# [Your instructions]
Report each line in the rows below that contains the word "stone", copying every such line in full.
* BEGIN *
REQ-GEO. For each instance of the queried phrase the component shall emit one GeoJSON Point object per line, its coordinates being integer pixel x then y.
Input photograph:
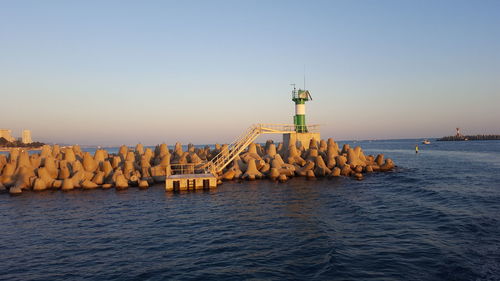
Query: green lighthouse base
{"type": "Point", "coordinates": [304, 138]}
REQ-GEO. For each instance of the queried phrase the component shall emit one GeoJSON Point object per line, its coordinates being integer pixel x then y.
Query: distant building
{"type": "Point", "coordinates": [26, 137]}
{"type": "Point", "coordinates": [6, 134]}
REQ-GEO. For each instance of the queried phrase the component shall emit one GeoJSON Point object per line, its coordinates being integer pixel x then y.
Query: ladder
{"type": "Point", "coordinates": [221, 160]}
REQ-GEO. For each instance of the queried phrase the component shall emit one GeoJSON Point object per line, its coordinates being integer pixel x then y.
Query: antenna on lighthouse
{"type": "Point", "coordinates": [304, 76]}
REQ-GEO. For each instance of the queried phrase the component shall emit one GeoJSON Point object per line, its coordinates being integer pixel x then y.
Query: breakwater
{"type": "Point", "coordinates": [70, 168]}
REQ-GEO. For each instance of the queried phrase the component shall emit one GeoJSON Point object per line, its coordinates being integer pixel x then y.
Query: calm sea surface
{"type": "Point", "coordinates": [436, 218]}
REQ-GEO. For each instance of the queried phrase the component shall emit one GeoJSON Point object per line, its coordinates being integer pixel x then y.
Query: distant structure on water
{"type": "Point", "coordinates": [459, 137]}
{"type": "Point", "coordinates": [7, 134]}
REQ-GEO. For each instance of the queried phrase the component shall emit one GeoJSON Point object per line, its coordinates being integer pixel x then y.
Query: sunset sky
{"type": "Point", "coordinates": [123, 72]}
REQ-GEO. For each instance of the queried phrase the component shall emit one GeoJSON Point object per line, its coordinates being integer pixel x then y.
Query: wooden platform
{"type": "Point", "coordinates": [190, 182]}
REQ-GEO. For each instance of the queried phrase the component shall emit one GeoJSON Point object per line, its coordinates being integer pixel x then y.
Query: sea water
{"type": "Point", "coordinates": [437, 217]}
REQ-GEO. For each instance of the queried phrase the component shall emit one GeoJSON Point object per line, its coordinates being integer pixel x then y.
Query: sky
{"type": "Point", "coordinates": [124, 72]}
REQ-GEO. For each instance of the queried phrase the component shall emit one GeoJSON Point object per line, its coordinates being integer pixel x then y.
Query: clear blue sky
{"type": "Point", "coordinates": [122, 72]}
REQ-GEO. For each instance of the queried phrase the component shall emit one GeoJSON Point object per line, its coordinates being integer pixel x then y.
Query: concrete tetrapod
{"type": "Point", "coordinates": [252, 173]}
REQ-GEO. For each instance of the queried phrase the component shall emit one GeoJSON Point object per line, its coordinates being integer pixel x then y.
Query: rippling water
{"type": "Point", "coordinates": [436, 218]}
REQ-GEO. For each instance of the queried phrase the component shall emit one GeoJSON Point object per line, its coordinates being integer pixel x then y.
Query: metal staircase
{"type": "Point", "coordinates": [226, 156]}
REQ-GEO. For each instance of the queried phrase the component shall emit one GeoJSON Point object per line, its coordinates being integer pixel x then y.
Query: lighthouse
{"type": "Point", "coordinates": [299, 119]}
{"type": "Point", "coordinates": [303, 133]}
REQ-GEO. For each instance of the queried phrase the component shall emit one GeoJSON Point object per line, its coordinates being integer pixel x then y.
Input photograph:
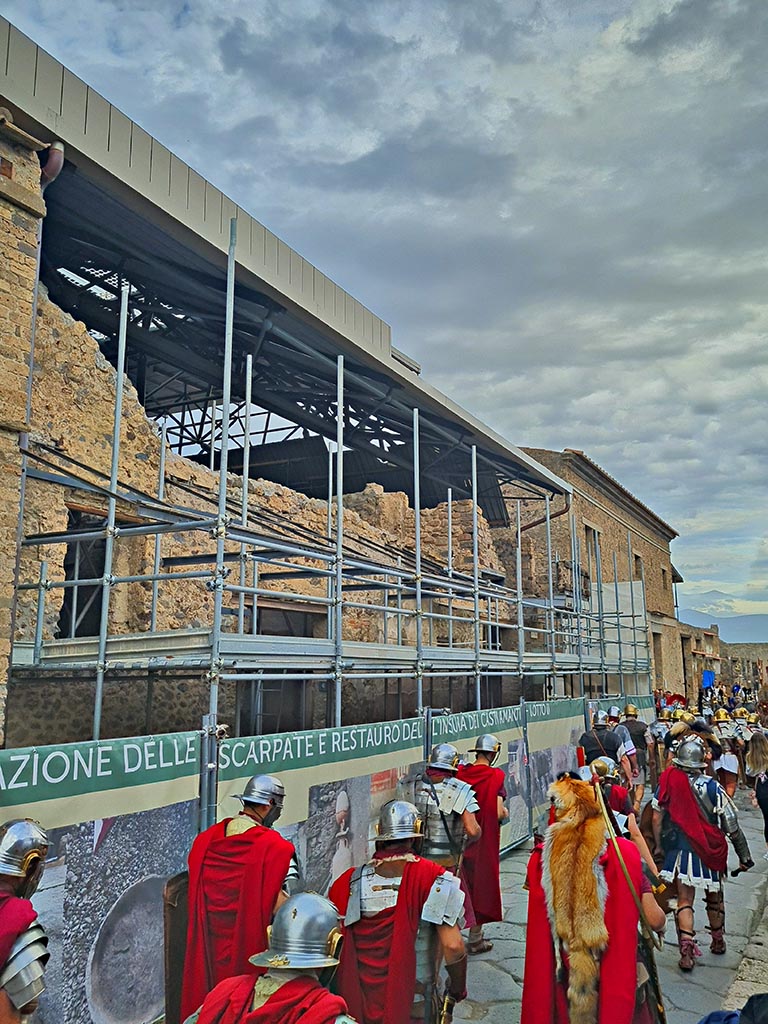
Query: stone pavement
{"type": "Point", "coordinates": [495, 982]}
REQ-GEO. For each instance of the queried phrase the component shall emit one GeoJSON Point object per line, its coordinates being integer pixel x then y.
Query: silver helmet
{"type": "Point", "coordinates": [690, 754]}
{"type": "Point", "coordinates": [487, 743]}
{"type": "Point", "coordinates": [443, 756]}
{"type": "Point", "coordinates": [304, 934]}
{"type": "Point", "coordinates": [266, 791]}
{"type": "Point", "coordinates": [24, 847]}
{"type": "Point", "coordinates": [398, 819]}
{"type": "Point", "coordinates": [22, 977]}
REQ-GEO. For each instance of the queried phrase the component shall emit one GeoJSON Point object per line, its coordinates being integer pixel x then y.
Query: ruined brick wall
{"type": "Point", "coordinates": [597, 507]}
{"type": "Point", "coordinates": [20, 209]}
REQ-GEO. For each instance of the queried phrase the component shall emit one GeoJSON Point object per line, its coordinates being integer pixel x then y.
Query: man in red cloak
{"type": "Point", "coordinates": [480, 864]}
{"type": "Point", "coordinates": [24, 952]}
{"type": "Point", "coordinates": [582, 936]}
{"type": "Point", "coordinates": [303, 949]}
{"type": "Point", "coordinates": [382, 977]}
{"type": "Point", "coordinates": [240, 869]}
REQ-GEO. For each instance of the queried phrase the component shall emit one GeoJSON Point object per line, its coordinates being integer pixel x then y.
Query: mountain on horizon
{"type": "Point", "coordinates": [732, 629]}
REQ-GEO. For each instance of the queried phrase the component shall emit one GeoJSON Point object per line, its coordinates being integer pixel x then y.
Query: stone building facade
{"type": "Point", "coordinates": [608, 526]}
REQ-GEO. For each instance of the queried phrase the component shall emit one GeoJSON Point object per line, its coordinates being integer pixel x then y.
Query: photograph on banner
{"type": "Point", "coordinates": [516, 827]}
{"type": "Point", "coordinates": [100, 901]}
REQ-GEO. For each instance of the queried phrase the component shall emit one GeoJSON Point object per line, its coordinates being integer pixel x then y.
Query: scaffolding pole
{"type": "Point", "coordinates": [156, 557]}
{"type": "Point", "coordinates": [417, 542]}
{"type": "Point", "coordinates": [246, 480]}
{"type": "Point", "coordinates": [338, 597]}
{"type": "Point", "coordinates": [111, 510]}
{"type": "Point", "coordinates": [210, 753]}
{"type": "Point", "coordinates": [619, 624]}
{"type": "Point", "coordinates": [632, 608]}
{"type": "Point", "coordinates": [475, 582]}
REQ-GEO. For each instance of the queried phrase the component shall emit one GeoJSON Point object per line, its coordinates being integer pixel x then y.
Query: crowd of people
{"type": "Point", "coordinates": [387, 944]}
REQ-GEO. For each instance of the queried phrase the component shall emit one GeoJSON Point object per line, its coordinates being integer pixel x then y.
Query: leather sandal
{"type": "Point", "coordinates": [481, 946]}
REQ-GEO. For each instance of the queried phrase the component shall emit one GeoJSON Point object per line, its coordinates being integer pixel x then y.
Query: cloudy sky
{"type": "Point", "coordinates": [559, 206]}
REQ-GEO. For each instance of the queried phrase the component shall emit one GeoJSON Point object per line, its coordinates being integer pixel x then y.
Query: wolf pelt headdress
{"type": "Point", "coordinates": [574, 887]}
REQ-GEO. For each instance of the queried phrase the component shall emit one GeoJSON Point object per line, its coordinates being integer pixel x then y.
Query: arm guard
{"type": "Point", "coordinates": [457, 983]}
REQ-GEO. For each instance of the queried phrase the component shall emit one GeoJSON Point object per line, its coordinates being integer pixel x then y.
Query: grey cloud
{"type": "Point", "coordinates": [423, 162]}
{"type": "Point", "coordinates": [684, 23]}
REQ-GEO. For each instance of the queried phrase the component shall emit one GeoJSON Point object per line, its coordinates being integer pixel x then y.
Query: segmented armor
{"type": "Point", "coordinates": [441, 803]}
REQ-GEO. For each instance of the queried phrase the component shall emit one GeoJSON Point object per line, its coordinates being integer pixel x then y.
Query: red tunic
{"type": "Point", "coordinates": [480, 864]}
{"type": "Point", "coordinates": [676, 797]}
{"type": "Point", "coordinates": [377, 973]}
{"type": "Point", "coordinates": [301, 999]}
{"type": "Point", "coordinates": [544, 998]}
{"type": "Point", "coordinates": [233, 883]}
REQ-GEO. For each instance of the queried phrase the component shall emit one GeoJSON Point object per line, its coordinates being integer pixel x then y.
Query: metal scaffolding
{"type": "Point", "coordinates": [431, 621]}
* END *
# [Written solution]
Query: stone pavement
Query: stone building facade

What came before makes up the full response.